Celal Nuri İleri ise Abdullah Cevdet’e göre daha “ılımlı” bir batılılaşma düşüncesi içindeydi. Ona göre medeniyetin 2 dayanağı vardı; Teknik medeniyet ve gerçek medeniyet. Teknik medeniyet, Avrupa’nın askeri gelişmişliği başta olmak üzere, ilmi ve fenni ileriliklerini kabul edip içselleştirmeye ve ülkenin yapısına uygun yöntemlerle uygulamaya dayanır. Gerçek medeniyet ise Avrupa’nın ahlaki bakış açısını da almaya dayanır; ki Celal Nuri’ye göre Hristiyan Avrupa topluluğu ahlaki bakımdan asla ileride değildir. Ona göre batıdan sadece teknik gelişmişlikler alınmalıdır. Doğu’nun gelişmiş devletleri ve Hristiyan olmayışları burada dayanak noktası olmuş, ilerlemenin yolunun Hristiyanlıktan geçmediği belirtilmiştir. Celal Nuri batı medeniyetinin ilerleme noktalarının hürriyet, demokrasi, maddi-manevi zenginlik, ilim ve ticaret olarak görmekteydi.

-----

**Verilen görev**
Celal Nuri'nin medeniyet anlayışını anlatan alıntıdan "Celal Nuri İleri" sözleriyle başlayıp "ticaret olarak görmekteydi." sözleriyle biten kısmı hiçbir değişiklik yapmadan kopyalayın. Yalnızca alıntıda yazanlara dayanın.

-----

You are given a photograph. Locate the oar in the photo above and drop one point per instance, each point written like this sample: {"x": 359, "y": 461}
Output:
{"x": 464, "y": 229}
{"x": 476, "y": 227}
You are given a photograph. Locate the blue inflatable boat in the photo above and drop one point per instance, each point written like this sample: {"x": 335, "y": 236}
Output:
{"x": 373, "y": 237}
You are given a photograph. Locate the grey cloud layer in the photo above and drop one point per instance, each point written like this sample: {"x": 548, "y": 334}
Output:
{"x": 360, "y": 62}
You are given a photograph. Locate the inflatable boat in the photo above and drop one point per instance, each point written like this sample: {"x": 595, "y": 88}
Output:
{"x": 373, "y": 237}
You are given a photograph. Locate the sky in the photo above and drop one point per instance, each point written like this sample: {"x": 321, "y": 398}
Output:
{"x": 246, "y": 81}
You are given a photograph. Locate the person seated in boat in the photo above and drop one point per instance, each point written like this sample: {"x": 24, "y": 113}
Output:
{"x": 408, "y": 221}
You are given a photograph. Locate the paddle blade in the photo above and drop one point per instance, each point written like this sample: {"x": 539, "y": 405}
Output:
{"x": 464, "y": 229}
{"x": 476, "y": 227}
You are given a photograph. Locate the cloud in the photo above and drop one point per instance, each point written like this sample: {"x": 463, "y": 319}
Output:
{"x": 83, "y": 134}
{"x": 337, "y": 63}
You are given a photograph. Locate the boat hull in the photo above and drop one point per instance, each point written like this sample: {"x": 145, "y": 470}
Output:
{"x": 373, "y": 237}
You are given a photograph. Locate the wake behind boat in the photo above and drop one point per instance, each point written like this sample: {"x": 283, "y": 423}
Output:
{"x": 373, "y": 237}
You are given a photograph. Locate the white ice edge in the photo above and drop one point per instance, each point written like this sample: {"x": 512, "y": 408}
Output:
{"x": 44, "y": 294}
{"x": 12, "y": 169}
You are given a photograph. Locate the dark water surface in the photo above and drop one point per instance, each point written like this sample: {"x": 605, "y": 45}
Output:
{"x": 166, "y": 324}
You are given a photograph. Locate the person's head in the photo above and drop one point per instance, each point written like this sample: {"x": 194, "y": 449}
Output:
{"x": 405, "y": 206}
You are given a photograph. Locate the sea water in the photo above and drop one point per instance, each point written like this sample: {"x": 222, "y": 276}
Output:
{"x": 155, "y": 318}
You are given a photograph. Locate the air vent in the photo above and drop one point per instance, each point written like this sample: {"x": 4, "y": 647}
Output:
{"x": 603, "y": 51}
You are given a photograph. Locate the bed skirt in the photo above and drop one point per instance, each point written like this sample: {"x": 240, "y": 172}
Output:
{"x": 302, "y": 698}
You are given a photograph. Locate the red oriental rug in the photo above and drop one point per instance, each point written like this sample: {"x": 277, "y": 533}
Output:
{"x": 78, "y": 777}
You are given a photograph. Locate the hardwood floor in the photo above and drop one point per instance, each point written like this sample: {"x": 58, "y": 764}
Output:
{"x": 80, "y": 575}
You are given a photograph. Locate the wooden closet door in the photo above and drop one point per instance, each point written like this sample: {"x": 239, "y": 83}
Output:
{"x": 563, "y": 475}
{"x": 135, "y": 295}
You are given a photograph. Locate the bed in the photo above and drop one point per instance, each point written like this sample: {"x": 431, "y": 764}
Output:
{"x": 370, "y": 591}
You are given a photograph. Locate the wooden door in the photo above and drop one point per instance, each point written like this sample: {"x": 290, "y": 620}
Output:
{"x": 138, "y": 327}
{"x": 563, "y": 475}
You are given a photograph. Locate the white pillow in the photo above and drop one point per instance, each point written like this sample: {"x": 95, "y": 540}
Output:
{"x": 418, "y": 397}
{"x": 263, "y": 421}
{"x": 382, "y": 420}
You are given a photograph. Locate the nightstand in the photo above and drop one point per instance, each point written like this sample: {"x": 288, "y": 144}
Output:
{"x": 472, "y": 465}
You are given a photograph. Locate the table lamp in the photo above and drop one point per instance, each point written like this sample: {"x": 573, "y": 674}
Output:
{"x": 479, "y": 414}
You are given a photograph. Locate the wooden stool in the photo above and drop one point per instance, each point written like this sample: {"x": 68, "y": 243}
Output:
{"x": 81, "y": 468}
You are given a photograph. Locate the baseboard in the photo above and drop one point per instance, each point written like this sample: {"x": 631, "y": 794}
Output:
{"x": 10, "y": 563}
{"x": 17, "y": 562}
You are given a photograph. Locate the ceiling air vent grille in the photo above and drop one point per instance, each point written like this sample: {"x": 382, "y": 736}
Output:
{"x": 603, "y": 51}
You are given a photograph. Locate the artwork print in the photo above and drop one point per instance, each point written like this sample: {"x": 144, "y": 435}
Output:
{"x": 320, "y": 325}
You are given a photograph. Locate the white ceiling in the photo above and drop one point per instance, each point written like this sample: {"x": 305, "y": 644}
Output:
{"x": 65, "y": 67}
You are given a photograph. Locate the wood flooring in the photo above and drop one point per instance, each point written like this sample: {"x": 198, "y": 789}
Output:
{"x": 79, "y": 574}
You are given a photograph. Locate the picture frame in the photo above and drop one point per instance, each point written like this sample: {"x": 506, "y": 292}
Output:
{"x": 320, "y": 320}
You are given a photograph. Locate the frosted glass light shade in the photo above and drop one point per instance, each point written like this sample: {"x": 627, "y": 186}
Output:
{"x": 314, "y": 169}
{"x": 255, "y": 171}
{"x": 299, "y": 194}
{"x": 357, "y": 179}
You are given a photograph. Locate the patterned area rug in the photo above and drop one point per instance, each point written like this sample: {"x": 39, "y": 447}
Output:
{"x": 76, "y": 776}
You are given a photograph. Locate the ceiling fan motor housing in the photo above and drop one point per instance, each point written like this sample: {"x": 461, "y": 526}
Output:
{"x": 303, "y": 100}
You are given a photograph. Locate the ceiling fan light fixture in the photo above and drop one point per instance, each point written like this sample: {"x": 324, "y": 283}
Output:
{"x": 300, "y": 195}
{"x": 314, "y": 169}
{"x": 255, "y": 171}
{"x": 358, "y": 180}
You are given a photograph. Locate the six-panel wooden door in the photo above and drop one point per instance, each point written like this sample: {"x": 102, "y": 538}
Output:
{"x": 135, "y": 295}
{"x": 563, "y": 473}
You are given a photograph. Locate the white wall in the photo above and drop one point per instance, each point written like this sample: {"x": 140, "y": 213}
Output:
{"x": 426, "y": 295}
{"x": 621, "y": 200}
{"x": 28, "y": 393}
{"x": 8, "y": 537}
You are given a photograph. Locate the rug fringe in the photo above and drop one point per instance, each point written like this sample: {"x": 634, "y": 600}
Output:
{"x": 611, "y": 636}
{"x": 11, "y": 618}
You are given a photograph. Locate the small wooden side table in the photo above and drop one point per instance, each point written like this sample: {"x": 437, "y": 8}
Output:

-----

**Sonuç**
Celal Nuri İleri ise Abdullah Cevdet’e göre daha “ılımlı” bir batılılaşma düşüncesi içindeydi. Ona göre medeniyetin 2 dayanağı vardı; Teknik medeniyet ve gerçek medeniyet. Teknik medeniyet, Avrupa’nın askeri gelişmişliği başta olmak üzere, ilmi ve fenni ileriliklerini kabul edip içselleştirmeye ve ülkenin yapısına uygun yöntemlerle uygulamaya dayanır. Gerçek medeniyet ise Avrupa’nın ahlaki bakış açısını da almaya dayanır; ki Celal Nuri’ye göre Hristiyan Avrupa topluluğu ahlaki bakımdan asla ileride değildir. Ona göre batıdan sadece teknik gelişmişlikler alınmalıdır. Doğu’nun gelişmiş devletleri ve Hristiyan olmayışları burada dayanak noktası olmuş, ilerlemenin yolunun Hristiyanlıktan geçmediği belirtilmiştir. Celal Nuri batı medeniyetinin ilerleme noktalarının hürriyet, demokrasi, maddi-manevi zenginlik, ilim ve ticaret olarak görmekteydi.